> [EXERCISE DATA]
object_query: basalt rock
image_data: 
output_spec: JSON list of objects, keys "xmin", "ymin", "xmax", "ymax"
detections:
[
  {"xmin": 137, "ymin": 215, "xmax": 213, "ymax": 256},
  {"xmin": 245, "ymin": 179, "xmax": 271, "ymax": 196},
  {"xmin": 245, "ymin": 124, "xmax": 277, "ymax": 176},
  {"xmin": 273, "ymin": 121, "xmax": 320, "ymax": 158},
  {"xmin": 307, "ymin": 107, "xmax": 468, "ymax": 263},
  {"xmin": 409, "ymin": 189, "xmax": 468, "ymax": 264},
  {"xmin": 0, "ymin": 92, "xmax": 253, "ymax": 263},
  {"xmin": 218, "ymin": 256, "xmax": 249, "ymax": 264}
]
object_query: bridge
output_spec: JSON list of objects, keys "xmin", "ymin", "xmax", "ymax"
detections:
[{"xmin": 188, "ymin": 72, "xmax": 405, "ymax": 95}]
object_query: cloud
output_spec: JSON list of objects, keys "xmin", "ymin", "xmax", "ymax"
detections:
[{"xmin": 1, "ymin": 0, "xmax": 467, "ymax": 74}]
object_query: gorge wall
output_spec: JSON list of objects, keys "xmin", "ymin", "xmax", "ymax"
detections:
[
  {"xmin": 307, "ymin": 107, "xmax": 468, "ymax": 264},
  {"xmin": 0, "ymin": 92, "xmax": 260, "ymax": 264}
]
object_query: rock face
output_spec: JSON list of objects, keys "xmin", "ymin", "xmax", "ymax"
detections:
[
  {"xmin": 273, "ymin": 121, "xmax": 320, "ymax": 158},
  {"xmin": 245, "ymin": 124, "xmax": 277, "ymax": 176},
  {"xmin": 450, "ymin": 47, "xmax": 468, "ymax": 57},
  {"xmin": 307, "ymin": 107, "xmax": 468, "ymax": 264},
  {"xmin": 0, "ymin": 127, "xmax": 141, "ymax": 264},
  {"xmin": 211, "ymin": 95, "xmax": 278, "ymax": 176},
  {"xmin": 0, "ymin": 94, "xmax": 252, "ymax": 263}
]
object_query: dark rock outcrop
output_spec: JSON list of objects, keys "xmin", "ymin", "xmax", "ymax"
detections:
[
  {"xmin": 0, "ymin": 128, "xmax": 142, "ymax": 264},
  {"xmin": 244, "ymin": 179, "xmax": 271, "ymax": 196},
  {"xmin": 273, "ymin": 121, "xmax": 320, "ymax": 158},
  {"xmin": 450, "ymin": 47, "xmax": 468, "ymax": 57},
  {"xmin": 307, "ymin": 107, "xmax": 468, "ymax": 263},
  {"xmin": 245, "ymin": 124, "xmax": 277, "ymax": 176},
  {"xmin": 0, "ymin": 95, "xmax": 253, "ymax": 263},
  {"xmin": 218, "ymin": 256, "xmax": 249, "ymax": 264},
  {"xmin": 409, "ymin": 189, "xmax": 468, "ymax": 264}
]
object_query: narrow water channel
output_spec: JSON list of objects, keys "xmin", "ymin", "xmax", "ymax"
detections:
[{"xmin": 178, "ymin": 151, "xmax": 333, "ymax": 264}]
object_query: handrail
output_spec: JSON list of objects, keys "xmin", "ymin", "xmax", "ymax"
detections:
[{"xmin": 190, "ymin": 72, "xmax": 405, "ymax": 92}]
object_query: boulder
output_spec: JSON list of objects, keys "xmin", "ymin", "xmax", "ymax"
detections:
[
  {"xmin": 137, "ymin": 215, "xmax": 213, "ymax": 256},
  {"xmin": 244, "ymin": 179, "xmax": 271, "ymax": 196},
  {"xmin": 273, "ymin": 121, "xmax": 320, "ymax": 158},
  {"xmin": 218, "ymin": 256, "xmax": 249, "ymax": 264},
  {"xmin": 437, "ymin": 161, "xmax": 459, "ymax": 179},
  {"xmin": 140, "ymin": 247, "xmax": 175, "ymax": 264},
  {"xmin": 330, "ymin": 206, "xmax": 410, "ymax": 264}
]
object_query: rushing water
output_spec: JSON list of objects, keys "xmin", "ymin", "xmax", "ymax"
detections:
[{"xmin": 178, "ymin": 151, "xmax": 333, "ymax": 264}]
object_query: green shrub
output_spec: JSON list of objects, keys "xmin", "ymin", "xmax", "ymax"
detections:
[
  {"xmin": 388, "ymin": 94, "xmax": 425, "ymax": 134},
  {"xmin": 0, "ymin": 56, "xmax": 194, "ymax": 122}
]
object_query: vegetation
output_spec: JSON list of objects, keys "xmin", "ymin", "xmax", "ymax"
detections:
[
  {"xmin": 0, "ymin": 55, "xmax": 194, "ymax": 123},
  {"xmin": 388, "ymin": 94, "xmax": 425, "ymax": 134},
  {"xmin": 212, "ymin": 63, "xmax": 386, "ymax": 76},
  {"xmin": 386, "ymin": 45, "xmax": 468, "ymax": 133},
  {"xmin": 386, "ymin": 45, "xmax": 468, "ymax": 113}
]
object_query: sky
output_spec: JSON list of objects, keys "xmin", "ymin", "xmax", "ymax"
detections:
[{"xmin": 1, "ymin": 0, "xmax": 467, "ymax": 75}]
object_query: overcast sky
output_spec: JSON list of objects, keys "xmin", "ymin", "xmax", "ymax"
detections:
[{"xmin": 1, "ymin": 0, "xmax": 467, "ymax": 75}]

> [PROBLEM REQUIREMENTS] Where the word "water" shows up in a line of the entries above, copy that line.

> [SOLUTION FOR THIS TASK]
object_query: narrow water channel
object_query: rushing water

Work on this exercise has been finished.